══ DATA TO PROCESS ══
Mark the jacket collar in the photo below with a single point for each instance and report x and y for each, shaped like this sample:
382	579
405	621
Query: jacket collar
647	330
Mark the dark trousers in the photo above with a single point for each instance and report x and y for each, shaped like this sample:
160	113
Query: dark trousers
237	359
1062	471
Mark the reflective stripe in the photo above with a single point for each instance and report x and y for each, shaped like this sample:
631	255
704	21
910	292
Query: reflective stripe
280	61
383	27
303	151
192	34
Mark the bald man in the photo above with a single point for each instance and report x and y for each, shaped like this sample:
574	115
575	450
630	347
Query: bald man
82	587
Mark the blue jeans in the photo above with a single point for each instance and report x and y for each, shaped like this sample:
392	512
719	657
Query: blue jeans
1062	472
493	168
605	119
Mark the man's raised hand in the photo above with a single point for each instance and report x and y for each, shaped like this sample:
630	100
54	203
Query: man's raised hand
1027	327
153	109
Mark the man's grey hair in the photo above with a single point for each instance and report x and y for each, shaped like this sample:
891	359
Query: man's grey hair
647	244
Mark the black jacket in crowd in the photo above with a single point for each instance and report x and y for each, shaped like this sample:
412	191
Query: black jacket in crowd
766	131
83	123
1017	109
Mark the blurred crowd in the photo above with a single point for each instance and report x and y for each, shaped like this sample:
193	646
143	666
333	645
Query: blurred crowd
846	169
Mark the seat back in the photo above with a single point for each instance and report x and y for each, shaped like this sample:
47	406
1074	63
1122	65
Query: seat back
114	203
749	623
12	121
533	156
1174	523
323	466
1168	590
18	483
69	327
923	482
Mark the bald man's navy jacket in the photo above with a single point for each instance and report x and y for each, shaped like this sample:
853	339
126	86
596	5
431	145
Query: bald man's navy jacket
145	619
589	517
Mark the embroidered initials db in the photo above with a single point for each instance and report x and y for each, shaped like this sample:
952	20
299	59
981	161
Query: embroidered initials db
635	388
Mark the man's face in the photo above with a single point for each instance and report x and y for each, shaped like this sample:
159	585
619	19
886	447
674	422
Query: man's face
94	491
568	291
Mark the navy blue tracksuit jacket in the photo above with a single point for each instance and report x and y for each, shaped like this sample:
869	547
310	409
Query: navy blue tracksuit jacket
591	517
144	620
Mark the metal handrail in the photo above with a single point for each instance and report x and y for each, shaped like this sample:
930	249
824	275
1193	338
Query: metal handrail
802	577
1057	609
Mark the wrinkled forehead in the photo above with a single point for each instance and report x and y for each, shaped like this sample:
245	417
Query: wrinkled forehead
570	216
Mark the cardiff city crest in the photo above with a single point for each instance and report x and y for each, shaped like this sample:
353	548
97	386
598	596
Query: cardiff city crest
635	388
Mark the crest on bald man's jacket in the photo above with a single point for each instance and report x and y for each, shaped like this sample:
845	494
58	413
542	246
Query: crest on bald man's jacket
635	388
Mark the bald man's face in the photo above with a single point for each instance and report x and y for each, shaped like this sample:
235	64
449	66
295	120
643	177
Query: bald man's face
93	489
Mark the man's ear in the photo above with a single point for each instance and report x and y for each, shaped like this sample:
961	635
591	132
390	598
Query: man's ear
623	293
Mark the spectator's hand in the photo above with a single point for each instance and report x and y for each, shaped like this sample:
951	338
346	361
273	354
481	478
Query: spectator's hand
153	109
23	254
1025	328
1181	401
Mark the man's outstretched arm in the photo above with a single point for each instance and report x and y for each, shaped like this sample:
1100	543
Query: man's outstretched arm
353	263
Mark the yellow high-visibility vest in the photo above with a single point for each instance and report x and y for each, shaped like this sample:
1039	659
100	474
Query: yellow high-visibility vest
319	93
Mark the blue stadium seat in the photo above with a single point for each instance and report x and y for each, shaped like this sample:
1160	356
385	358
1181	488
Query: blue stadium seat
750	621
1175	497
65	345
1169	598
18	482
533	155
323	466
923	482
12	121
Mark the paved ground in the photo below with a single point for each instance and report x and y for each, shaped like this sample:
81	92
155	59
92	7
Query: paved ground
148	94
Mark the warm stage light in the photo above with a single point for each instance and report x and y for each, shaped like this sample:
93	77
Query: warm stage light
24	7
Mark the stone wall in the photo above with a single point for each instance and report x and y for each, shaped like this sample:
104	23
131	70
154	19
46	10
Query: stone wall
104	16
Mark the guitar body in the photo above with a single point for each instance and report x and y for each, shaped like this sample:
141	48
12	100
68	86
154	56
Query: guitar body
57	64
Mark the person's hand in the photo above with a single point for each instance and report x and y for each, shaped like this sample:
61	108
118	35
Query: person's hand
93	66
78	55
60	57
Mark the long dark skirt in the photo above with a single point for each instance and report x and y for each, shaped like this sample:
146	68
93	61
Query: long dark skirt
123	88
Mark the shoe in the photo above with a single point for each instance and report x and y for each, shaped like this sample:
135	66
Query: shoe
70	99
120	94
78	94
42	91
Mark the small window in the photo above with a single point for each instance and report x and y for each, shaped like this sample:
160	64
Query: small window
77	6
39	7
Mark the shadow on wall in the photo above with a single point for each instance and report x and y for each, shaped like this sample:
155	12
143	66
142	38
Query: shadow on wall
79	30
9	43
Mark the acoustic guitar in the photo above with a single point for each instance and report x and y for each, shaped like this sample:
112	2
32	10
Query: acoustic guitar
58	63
═══
WHAT YOU NEED TO DO:
Type out the full listing again, exactly as given.

EXERCISE RESPONSE:
Mark the jacket collar in the photo below with a single point for each instance and report x and y for each, shaped like this sample:
382	579
405	621
Query: jacket collar
647	330
Mark the dark trousers in the photo above with a single point for each instance and report x and y for each, shaped like this sample:
160	113
Query: dark trousers
237	359
1062	471
Mark the reflective stripe in the photo above with a single point for each instance and report x and y for each, shaped like this sample:
631	255
704	21
910	292
Query: reflective stripe
280	61
383	27
303	151
192	34
Mark the bald man in the photo above with a single point for each instance and report x and y for each, shaped like this sample:
574	115
575	450
630	347
Query: bald man
82	587
Mark the blue jeans in the photo above with a single point for each instance and report x and y for each, shaped like this sample:
392	512
719	657
Query: blue jeans
1062	472
493	168
605	119
Mark the man's raised hand in the photo above with a single point for each instance and report x and y for each, shaped like this sample:
630	100
54	203
Query: man's raised hand
1027	327
153	109
Mark the man's grey hair in the photo above with a single point for each instance and report x and y for each, shaped like this sample:
891	359
Query: man's grey hair
647	244
Mark the black jacket in crowd in the photo above with a single point for each instance and report x and y for each, shaped like this sample:
412	191
Query: black jacket in crowd
766	131
83	123
1017	109
Mark the blurred crowd in the photo above with a single point for each instance and report x and y for each, shaped like this sample:
193	646
143	666
333	645
Query: blurred crowd
846	169
Mark the seat back in the photo above with a single point for each instance and report x and y for each, shaped like this sample:
47	406
1074	63
1122	65
Query: seat back
114	203
749	623
12	121
533	156
1174	523
323	466
1168	590
18	483
69	327
923	482
Mark the bald man's navy jacket in the photo above with a single point for each instance and report x and y for each, shaped like this sample:
853	339
126	86
596	5
431	145
Query: bald man's navy jacket
145	619
589	517
Mark the embroidered initials db in the photo above with a single point for each instance and report x and y for each, shaped like this sample:
952	20
299	59
981	161
Query: embroidered initials db
635	388
Mark the man's face in the photo above with a single point for each instance and report x and y for each, shaped like this sample:
159	585
619	19
886	447
674	422
Query: man's face
94	491
568	291
Mark the navy blue tracksuit jacket in the photo above with a single point for each instance and report x and y for each, shaped like this sample:
869	547
310	409
Query: navy blue tracksuit jacket
591	517
144	620
Mark the metal handrail in the photo above with a single point for each instance and report x and y for each, shaped like this sample:
930	249
824	275
1193	338
Query: metal handrail
802	577
1057	609
Mark the wrinkled forehead in the photo above with a single point for each instance and report x and y for each, shaped like this sample:
245	417
Query: wrinkled forehead
570	216
Mark the cardiff city crest in the photo above with a single point for each instance and report x and y for each, shaped like this sample:
353	548
97	386
598	596
Query: cardiff city crest
635	388
Mark the crest on bald man's jacket in the photo above with a single point for each instance and report x and y for each, shaped like this sample:
845	494
58	413
542	246
Query: crest on bald man's jacket
635	388
Mark the bald man's face in the photo above with a single point for each instance and report x and y for each, shaped like this sample:
235	64
449	66
295	120
643	177
Query: bald man's face
93	489
Mark the man's ear in the photo above with a single point for each instance and report x and y for each, shaped like this sample:
961	635
591	132
390	598
Query: man's ear
623	293
Mark the spectator's hand in the photo above with a single point for each instance and report x and y for each, shaped like this sample:
951	338
346	361
273	354
481	478
Query: spectator's hand
153	109
23	254
1025	328
1181	401
Mark the man's outstretched arm in the photo above with a single point for each instance and report x and y for each, shaped like this sample:
1100	543
Query: man's outstretched arm
353	263
Mark the yellow high-visibility vest in the photo above with a single point for each instance and report x and y for each, shaped like this sample:
1039	659
100	474
Query: yellow high-visibility vest
319	93
Mark the blue stadium seat in the photo above with a single point for each instance and report x and y for each, shaped like this sample:
1160	356
385	358
1181	488
Query: blue stadium seat
750	621
1175	497
65	345
1169	598
18	482
533	155
323	466
923	482
12	121
Mark the paved ground in the photo below with a single point for each instance and report x and y for each, shaped like this sample:
81	92
155	59
92	7
Query: paved ground
148	94
Mark the warm stage light in the photo above with a single point for each instance and report x and y for each, shaped like this sample:
93	77
Query: warm stage light
24	7
Mark the stone wall in the photo above with a single point for each instance and report x and y for each, shaped like this sample:
104	23
131	70
154	19
46	10
Query: stone wall
104	16
Mark the guitar body in the photo above with a single point for each instance and report x and y for each, shaped like this sample:
141	48
12	100
68	86
154	56
Query: guitar body
57	64
Mark the person's hand in the photo above with a single point for each instance and report x and y for each, shaped like this sample:
61	108
118	35
Query: person's hand
93	66
78	55
60	57
Mark the long dark skirt in the photo above with a single point for each instance and report x and y for each, shaped like this sample:
146	68
93	61
Query: long dark skirt
123	88
Mark the shoe in the photo above with a single point for each instance and report x and y for each, shaped like this sample:
135	66
Query: shoe
70	99
120	94
78	94
42	91
Mark the small window in the photo above with a single point for each instance and report x and y for each, shaped like this sample:
160	64
Query: small window
77	6
39	7
Mark the shadow on wall in the photo above with a single point for each instance and report x and y for each, shaped like this sample:
155	12
143	66
142	38
Query: shadow on wall
79	30
9	43
Mark the acoustic guitar in the photo above with a single point for each instance and report x and y for each, shaped like this sample:
112	2
32	10
Query: acoustic guitar
58	63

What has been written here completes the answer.